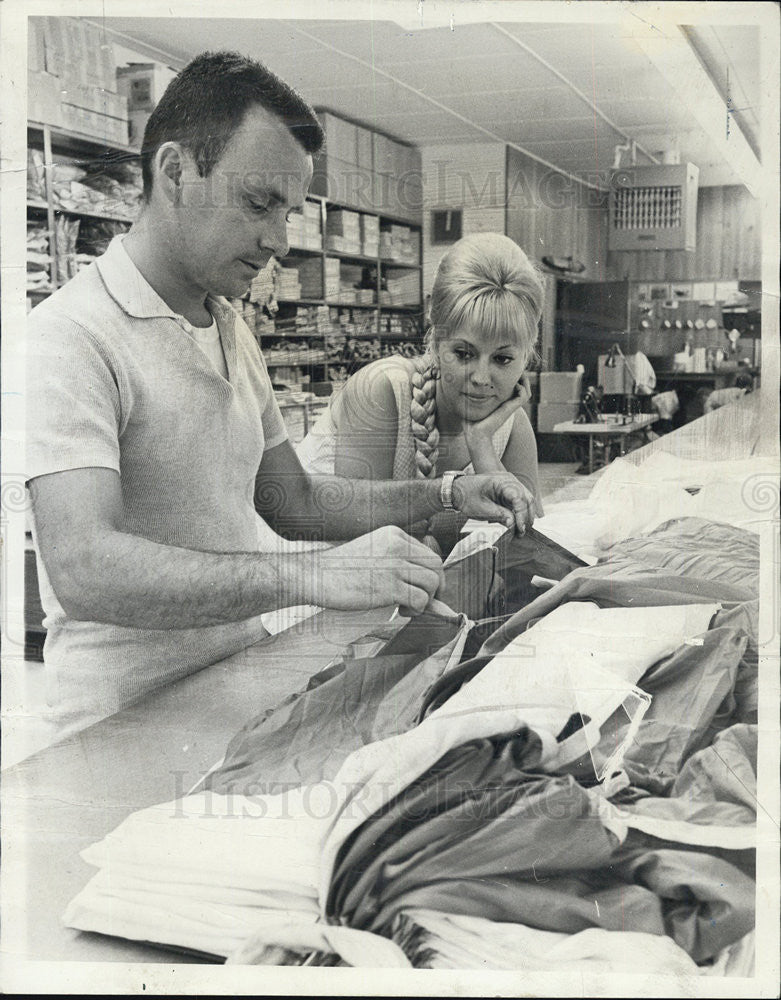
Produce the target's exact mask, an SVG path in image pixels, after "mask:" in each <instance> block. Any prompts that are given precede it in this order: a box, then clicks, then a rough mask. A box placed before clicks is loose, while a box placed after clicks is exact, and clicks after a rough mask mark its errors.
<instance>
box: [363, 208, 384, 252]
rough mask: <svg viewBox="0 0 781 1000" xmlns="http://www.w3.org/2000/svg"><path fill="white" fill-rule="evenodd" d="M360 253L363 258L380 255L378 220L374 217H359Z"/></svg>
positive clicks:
________________________________________
• **ACTIVITY**: Search the entries for lines with the string "instance", then report their number alone.

• **RESULT OF THIS TASK**: 2